Text passage –

'''

According to Dawn, His Eminence admits that Francis is the true pope, but only “reluctantly.” How does Dawn know the mind of Burke at that moment? How does she know he’s “reluctant”? She doesn’t. And yet she goes further still, saying the Cardinal’s response “is enough to show Burke is too close to the schismatic rails.”

Alas, this kind of sloppy journalism is rapidly becoming Dawn’s modus operandi.

In recent months Dawn has fashioned herself as the scourge of what she sees as right-wing anti-Francis heresy. Her specialty is making wild charges against these “heretics” and then often having to walk them back and apologize.

No, it’s not just Burke. She doesn’t like the Catholic News Agency. She doesn’t like EWTN. She doesn’t like the National Catholic Register. She doesn’t like the Catholic Herald. She doesn’t like the Napa Institute. She doesn’t like Sophia Institute Press. She most especially doesn’t like rich guys she thinks have an inordinate influence over the Church.

I first experienced Dawn’s animus during the Viganò-McCarrick controversy. Dawn was incensed at Archbishop Carlo Maria Viganò’s claims of deep episcopal corruption and spent weeks on Twitter going after him. I felt it strange that she seemed far less interested in getting the Vatican to release their files on McCarrick. When I told her so, she blocked me on Twitter.

Then, last winter, Dawn was invited to a luncheon for the launch of the Catholic Herald’s US edition. My wife and I were there, too. The bunfight was held at the exclusive Metropolitan Club in Washington, DC. Dawn sat at a table that included Herald chairman William Cash.

According to Dawn, Cash told the table that he and others had solicited publishing advice from former Breitbart Executive Chairman Steve Bannon, who had turned Breitbart into one of the largest news sites in the world. Consulting such an expert would make perfect sense. But not to Dawn. For her, this was on the order of an alt-right hate crime.

On Twitter, she blasted Cash for attending a pre-lunch meeting with Bannon. It turned out, however, that Cash couldn’t have possibly been in attendance: he was on a plane over the Atlantic. Dawn had to apologize, and then admonished herself to “be more cautious when Tweeting remembered conversations.”

Such a spectacular error didn’t stop Dawn’s jihad against the Catholic Herald, however. She was incensed that some of the board members favored, wait for it, Brexit! She says they were more concerned about leaving the EU than in being Catholic… though she must have missed that they were funding a Catholic magazine.

She went after the Herald for publishing rich-guy writer Taki, who refers to New York City as the Big Bagel (lots of our Jewish brothers live there). It should be noted that Taki is a frothy, lavish, and indiscriminate name-caller of all ethnic groups.

Dawn also went after Herald columnist Charles Coulombe for comments he supposedly made on the first episode of his podcast, “Off the Menu.” Somehow, Dawn came to believe that Coulombe described his beliefs as “dangerous”—the implication being that he would espouse things at odds with the Church. Of course, Charles said no such thing. In fact, he didn’t use the word “dangerous” at all! This may seem niggling, but it points up how Dawn sees and hears things that confirm her bias and runs with them even if they are not there. Dawn had to retract and apologize. Ever the gentleman, and much to his credit, Coulombe kindly accepted and noted Dawn’s good work.

'''

Rows –

'''

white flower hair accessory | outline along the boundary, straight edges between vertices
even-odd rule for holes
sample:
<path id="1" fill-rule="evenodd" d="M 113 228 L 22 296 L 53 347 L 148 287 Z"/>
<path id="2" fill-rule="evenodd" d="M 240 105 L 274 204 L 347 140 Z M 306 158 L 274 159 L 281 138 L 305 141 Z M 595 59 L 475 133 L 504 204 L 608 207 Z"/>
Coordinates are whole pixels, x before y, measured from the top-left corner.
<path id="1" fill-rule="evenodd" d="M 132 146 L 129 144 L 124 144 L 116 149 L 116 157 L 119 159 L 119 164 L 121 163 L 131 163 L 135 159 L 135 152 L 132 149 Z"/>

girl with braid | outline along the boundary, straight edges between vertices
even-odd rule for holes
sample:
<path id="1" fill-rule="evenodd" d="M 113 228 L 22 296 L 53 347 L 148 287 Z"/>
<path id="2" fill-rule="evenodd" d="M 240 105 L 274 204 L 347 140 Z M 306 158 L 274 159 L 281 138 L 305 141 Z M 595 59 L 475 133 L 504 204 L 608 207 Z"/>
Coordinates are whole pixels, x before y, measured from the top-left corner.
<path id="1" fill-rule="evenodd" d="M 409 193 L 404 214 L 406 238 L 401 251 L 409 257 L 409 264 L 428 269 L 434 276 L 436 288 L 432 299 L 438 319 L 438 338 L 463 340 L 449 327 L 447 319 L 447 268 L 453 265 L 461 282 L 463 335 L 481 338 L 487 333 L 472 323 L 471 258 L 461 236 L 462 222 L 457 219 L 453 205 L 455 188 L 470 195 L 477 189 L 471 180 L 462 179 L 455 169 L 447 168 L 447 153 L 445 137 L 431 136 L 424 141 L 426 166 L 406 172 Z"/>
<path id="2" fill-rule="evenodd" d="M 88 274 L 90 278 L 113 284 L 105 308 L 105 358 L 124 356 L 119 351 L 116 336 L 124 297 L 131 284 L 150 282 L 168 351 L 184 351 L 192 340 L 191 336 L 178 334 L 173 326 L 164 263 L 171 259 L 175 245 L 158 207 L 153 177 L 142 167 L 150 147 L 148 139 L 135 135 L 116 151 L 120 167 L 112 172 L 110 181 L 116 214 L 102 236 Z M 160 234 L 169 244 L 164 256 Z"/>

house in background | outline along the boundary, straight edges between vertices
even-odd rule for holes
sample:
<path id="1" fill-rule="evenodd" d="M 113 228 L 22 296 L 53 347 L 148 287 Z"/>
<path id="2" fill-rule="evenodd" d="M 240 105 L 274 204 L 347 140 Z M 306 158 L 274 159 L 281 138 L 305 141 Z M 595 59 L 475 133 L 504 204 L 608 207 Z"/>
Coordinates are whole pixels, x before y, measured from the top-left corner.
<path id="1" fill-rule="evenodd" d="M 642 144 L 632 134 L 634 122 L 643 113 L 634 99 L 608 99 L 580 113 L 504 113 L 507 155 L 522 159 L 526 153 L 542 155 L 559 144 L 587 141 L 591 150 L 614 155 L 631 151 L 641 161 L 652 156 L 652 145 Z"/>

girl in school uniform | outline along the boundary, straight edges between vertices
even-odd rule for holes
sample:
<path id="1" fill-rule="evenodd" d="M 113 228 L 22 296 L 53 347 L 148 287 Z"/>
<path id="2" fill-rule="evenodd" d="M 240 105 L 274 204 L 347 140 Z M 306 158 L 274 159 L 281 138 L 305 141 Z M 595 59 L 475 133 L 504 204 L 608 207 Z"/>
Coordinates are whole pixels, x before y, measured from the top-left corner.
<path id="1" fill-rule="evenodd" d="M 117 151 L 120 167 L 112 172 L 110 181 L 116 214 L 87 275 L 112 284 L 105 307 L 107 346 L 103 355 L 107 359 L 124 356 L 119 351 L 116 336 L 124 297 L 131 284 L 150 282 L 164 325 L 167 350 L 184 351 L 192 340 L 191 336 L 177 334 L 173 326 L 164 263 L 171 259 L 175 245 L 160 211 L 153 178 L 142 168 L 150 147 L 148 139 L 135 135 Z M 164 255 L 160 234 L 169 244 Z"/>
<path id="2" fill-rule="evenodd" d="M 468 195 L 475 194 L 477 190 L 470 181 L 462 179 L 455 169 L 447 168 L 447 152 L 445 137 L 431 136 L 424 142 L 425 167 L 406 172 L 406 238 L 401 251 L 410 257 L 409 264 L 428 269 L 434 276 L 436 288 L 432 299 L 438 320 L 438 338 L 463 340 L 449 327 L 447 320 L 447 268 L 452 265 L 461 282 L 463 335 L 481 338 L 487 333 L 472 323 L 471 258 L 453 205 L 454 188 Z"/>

'''

Work to complete –
1) Revise the commentary on Dawn from the start at "According to Dawn, His" through the end at "back and apologize.", swapping "modus operandi" for "usual practice".
2) Carry the commentary on Dawn forward from the point where it stops.

Written responses –
1)
According to Dawn, His Eminence admits that Francis is the true pope, but only “reluctantly.” How does Dawn know the mind of Burke at that moment? How does she know he’s “reluctant”? She doesn’t. And yet she goes further still, saying the Cardinal’s response “is enough to show Burke is too close to the schismatic rails.”

Alas, this kind of sloppy journalism is rapidly becoming Dawn’s usual practice.

In recent months Dawn has fashioned herself as the scourge of what she sees as right-wing anti-Francis heresy. Her specialty is making wild charges against these “heretics” and then often having to walk them back and apologize.

2)
Sadly, this is part of Dawn’s MO: ready, fire, aim, retract, apologize.

But that’s only when she does apologize. In the same anti-Herald tirade, she dug into contributor Jon Anderson, saying that his personal blog “championed pornography and masturbation.” Herald columnist Matthew Schmitz called her out, accusing her of defamation and demanding she produce evidence to back her claims. She privately provided Schmitz a list of the offending columns, which he then made public; not one of them champions pornography or masturbation. She has yet to say sorry.

She even went after the Herald’s suitemates, the Ethics and Public Policy Center, which also rents space to Robert Royal,  editor of The Catholic Thing and member of EWTN’s “Papal Posse.” See all these nefarious connections?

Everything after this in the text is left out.